[Records from a data source]
========================================================================

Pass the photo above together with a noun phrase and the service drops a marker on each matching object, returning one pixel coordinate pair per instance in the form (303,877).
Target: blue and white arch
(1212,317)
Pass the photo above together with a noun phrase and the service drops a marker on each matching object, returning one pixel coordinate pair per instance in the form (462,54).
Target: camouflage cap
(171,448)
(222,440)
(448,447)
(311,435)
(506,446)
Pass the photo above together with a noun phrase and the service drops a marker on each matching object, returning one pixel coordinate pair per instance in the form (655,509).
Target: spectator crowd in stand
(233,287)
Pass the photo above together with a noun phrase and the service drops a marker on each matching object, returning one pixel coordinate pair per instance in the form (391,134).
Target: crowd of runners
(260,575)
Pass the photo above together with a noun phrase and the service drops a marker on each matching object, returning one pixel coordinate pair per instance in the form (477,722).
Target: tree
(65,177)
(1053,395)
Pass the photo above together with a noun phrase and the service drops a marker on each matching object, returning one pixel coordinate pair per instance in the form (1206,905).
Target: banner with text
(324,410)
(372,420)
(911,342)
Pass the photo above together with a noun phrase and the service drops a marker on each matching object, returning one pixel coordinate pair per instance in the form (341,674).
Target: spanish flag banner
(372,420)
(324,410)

========================================================================

*WHAT NEEDS TO BE DONE:*
With every line kept whole, write out the records again exactly.

*EXPECTED ANSWER:*
Pass the photo above together with a noun phrase and the service drops a marker on each matching object, returning one pixel coordinate pair per instance in the form (303,877).
Target: blue and white arch
(1212,317)
Pass the photo above together with a noun phrase and the service drops a marker on each matching object, returning one pixel coordinate pair per instance in the form (462,54).
Target: camouflage cap
(171,448)
(222,440)
(448,447)
(311,435)
(506,446)
Pass the photo above together with a noun phrase and the service drops a marker on each matching object, returning one pixel coordinate pair per instance in the form (655,509).
Target: spectator crowd in stand
(233,287)
Pass the photo above together with a noun phrase and the service drops a marker on each matching object, returning one pixel coordinate pair per instance in the form (391,134).
Target: crowd of runners
(260,575)
Pass the photo above together with a noun phrase and the service drops a marker on each matching object, returning one pixel coordinate pair per instance in the form (477,722).
Target: tree
(65,177)
(1053,395)
Pass the photo above together with a noun phrase and the service drops a marker on each matching object, returning one pixel coordinate pair per instance in the form (1206,905).
Target: banner with text
(324,410)
(372,420)
(911,342)
Pass the photo above together with a noun phrase and the service drops a marker on each matching object, returning one pixel coordinate pair per instance in the form (341,674).
Target: spanish flag banner
(372,420)
(324,410)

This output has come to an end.